→ **Work request**: Search the records below for "mound" and copy every line it turns up in.
Start of Excerpted data
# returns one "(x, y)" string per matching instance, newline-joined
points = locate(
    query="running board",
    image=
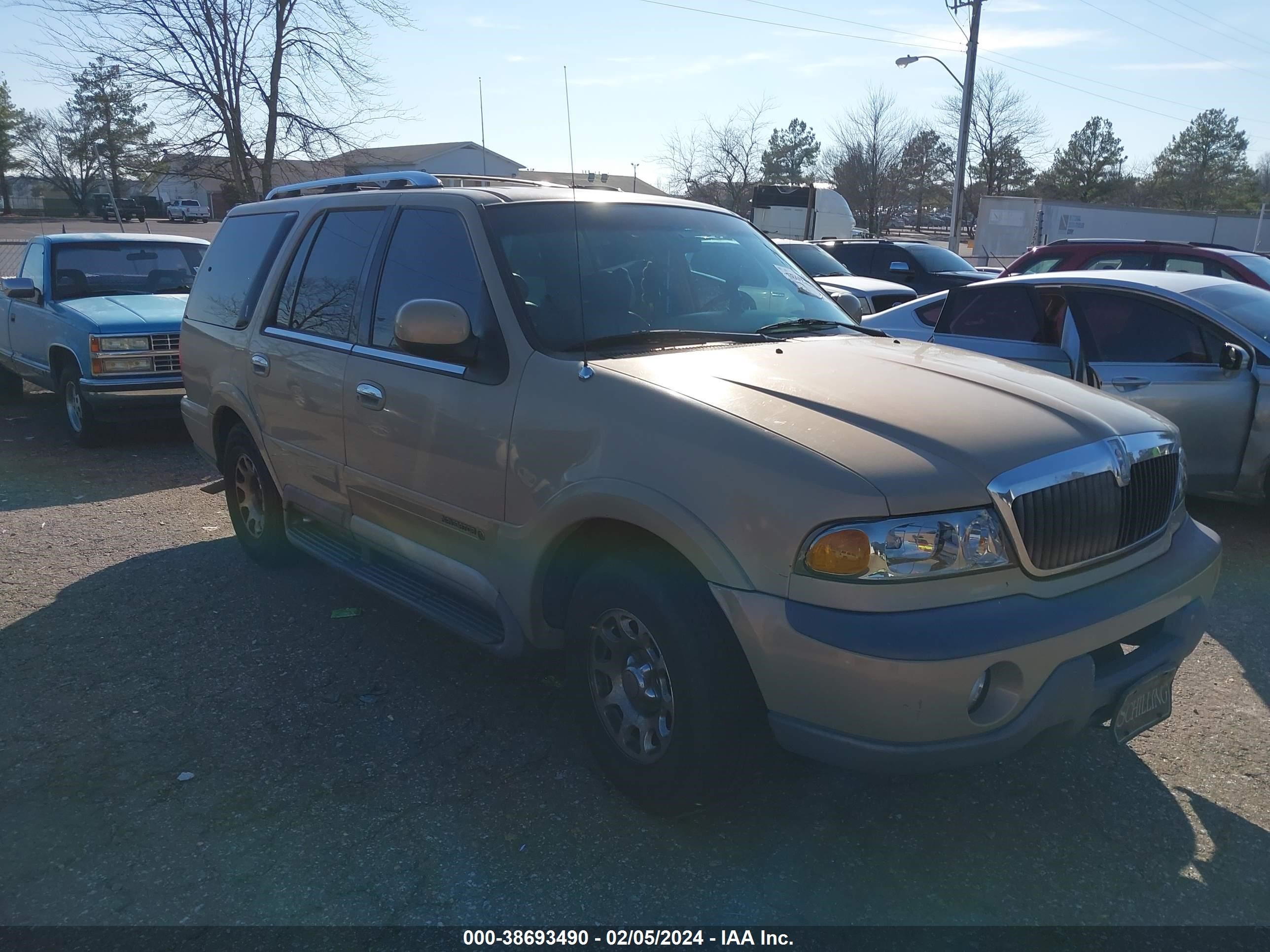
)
End of Excerpted data
Start of Excerpted data
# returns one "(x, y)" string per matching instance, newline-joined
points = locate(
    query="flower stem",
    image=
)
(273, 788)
End of Excerpted data
Start of Excerpted data
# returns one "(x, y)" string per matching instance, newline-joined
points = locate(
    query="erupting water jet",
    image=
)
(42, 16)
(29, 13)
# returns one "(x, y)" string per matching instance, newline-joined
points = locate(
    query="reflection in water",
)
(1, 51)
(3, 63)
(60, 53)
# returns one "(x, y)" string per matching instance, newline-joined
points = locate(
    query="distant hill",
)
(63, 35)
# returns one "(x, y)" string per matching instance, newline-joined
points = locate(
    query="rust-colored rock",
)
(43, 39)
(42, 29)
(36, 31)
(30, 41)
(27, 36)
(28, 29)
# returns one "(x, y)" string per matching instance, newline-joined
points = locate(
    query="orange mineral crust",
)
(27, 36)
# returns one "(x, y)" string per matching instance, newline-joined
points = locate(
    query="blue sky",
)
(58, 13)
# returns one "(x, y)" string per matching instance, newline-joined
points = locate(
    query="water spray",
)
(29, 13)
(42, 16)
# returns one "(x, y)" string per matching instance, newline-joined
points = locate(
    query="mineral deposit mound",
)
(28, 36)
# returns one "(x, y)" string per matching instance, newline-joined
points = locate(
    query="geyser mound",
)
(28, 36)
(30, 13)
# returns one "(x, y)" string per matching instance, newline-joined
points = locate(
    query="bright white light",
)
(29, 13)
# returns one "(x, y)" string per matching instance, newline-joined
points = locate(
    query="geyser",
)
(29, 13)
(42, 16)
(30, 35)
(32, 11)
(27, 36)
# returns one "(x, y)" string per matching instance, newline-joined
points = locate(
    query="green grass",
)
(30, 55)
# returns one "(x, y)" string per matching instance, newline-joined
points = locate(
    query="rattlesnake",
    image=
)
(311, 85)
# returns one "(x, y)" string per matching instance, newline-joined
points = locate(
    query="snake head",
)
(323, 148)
End of Excerpted data
→ **Answer space**:
    query="mineral deposit mound",
    query="geyser mound",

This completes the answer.